(Exercise inputs)

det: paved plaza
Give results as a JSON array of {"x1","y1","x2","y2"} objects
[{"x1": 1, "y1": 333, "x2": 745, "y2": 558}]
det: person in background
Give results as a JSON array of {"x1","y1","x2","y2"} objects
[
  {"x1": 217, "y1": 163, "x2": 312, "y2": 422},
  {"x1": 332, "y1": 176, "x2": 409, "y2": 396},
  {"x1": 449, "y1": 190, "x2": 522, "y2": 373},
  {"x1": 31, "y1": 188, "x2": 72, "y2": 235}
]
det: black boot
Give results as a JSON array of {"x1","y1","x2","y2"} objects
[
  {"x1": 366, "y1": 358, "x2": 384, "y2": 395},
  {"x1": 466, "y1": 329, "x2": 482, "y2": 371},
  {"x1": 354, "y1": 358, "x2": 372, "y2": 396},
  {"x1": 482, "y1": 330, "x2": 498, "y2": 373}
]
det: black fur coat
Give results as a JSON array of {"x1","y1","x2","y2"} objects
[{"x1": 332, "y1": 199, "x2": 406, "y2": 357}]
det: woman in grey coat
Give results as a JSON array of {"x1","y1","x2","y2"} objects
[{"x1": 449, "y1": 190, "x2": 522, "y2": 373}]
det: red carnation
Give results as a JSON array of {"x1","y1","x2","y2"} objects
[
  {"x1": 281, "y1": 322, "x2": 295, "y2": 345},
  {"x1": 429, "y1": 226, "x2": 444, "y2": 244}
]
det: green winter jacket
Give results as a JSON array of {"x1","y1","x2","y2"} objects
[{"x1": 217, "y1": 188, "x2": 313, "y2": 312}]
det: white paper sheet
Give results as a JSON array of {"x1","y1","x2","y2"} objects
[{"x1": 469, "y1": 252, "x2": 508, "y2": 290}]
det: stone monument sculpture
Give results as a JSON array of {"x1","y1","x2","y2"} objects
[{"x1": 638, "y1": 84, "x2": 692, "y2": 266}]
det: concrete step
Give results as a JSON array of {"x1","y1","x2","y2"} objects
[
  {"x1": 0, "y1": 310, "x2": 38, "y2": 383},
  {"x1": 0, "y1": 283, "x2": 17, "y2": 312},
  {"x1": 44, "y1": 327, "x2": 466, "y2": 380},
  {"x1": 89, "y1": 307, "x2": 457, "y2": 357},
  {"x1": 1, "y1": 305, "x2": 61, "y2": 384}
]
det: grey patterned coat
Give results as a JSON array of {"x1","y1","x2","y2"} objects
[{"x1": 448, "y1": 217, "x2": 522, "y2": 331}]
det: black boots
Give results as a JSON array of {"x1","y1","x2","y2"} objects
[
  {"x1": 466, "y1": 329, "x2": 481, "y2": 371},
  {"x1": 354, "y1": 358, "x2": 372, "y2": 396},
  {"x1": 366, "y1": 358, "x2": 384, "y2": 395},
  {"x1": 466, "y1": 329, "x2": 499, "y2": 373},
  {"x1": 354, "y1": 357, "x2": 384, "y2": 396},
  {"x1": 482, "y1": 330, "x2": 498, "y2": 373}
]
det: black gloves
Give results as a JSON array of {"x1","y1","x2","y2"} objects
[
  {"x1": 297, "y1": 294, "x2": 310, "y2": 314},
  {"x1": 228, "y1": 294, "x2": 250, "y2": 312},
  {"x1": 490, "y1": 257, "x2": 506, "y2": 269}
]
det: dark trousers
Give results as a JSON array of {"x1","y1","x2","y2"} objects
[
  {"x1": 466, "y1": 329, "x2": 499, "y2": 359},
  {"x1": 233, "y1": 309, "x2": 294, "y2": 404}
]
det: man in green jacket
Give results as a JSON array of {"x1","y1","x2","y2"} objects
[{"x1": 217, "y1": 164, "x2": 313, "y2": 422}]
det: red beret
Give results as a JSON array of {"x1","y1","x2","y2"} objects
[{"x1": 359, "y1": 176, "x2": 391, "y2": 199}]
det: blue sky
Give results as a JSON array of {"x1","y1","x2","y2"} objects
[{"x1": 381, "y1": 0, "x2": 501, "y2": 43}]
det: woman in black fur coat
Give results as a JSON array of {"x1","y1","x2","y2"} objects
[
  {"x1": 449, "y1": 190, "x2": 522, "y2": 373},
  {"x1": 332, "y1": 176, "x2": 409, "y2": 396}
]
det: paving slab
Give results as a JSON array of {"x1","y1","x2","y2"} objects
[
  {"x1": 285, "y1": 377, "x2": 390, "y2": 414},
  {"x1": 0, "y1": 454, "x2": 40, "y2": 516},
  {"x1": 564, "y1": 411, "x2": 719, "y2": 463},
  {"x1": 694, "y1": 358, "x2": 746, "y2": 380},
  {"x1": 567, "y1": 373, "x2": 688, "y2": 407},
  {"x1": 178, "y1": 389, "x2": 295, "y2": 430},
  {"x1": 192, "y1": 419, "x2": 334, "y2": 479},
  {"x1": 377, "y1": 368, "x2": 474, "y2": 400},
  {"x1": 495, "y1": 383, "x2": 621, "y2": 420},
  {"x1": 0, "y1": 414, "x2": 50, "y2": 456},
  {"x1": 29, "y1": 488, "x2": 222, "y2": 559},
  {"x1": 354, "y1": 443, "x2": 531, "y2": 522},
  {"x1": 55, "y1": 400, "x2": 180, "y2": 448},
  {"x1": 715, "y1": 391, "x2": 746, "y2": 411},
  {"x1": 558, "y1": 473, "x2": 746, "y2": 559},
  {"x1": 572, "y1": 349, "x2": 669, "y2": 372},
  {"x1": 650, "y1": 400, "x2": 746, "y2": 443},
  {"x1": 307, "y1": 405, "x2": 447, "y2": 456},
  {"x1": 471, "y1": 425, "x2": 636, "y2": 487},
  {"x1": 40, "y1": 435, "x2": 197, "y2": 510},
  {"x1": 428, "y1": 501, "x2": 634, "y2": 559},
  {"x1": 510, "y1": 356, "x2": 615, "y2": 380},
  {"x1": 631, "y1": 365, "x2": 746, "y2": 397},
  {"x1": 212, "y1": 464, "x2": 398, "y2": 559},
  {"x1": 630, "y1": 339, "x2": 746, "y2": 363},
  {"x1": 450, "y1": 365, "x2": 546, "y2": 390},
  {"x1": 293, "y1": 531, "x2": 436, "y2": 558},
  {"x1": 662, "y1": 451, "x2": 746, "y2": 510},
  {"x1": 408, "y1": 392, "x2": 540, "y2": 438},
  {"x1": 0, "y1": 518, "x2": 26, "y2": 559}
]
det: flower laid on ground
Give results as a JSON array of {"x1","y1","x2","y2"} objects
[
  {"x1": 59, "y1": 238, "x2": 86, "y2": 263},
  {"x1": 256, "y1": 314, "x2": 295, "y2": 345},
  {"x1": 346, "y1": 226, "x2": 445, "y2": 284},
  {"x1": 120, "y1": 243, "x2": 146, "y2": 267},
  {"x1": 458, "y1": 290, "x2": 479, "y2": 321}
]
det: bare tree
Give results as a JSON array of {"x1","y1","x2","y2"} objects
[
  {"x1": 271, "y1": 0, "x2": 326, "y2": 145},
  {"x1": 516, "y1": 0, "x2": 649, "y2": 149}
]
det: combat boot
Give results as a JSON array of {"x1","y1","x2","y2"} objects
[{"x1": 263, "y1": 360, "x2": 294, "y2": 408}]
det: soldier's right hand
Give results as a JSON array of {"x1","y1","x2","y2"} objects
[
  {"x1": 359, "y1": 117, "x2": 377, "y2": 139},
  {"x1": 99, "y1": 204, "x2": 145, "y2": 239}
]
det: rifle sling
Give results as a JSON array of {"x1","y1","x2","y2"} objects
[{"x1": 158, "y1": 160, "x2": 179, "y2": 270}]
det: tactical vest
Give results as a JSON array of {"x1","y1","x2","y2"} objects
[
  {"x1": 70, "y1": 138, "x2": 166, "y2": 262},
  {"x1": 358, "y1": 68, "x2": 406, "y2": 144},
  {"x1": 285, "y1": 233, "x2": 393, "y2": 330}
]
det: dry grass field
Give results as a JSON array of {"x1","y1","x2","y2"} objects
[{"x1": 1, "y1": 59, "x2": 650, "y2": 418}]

(End Exercise inputs)
(Exercise inputs)

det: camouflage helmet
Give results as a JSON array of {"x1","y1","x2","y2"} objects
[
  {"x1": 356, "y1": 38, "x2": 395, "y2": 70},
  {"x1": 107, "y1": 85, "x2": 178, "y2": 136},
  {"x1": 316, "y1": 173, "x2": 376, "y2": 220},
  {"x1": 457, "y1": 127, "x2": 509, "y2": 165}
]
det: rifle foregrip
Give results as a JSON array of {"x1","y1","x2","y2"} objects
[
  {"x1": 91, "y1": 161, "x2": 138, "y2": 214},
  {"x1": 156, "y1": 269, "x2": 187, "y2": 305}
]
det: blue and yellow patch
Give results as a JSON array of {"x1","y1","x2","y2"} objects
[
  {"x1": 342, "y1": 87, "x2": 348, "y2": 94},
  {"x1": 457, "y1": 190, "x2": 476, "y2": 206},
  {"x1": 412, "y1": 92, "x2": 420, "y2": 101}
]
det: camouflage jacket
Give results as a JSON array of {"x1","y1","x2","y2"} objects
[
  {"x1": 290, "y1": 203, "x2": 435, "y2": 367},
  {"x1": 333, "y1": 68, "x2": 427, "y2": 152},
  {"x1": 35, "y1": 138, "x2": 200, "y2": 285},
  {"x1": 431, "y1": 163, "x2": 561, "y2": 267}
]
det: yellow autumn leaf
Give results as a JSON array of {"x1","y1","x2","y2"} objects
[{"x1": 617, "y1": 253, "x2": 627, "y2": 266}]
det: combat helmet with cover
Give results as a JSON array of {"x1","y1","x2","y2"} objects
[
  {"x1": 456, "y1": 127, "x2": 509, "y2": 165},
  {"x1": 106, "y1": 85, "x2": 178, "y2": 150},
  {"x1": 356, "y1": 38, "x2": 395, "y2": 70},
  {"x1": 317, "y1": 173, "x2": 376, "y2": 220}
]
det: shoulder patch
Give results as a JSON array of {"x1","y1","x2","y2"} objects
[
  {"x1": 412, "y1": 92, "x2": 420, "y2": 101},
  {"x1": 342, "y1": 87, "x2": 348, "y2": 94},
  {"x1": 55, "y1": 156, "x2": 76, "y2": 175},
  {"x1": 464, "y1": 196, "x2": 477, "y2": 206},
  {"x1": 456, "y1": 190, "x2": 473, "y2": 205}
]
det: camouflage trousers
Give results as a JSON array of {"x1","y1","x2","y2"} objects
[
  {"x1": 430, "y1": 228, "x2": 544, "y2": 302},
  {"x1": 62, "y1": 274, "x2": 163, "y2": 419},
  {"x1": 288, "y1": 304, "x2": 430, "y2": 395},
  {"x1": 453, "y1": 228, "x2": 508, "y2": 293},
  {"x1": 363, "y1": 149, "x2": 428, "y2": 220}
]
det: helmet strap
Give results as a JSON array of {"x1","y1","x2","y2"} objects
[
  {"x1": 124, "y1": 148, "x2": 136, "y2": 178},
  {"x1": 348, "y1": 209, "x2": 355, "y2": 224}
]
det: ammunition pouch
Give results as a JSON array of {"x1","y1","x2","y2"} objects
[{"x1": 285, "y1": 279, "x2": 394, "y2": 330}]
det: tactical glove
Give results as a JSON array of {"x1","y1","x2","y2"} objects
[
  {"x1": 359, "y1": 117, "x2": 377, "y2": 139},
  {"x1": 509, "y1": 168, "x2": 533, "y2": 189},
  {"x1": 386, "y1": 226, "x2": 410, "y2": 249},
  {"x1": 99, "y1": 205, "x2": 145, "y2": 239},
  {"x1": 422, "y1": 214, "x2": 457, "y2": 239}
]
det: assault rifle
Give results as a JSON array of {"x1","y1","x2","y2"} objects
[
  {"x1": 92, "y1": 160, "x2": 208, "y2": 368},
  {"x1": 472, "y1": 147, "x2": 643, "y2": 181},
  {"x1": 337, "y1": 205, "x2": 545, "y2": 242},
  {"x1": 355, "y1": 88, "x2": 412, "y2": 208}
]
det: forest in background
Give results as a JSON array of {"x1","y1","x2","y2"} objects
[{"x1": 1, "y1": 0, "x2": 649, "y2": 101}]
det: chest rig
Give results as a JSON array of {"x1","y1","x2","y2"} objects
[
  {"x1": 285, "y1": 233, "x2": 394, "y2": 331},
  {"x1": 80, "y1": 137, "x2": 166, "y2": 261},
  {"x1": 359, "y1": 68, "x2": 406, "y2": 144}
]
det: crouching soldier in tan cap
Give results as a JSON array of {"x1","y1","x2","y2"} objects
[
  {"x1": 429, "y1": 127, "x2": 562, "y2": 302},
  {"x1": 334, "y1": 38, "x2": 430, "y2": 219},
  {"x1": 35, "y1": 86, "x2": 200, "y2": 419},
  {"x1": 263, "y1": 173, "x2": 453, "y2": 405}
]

(End Exercise inputs)

- _What the task requires_
Collect the complete line wherever the string "jacket" appears in the records.

- _Exercise answer_
det: green winter jacket
det: man in green jacket
det: camouflage jacket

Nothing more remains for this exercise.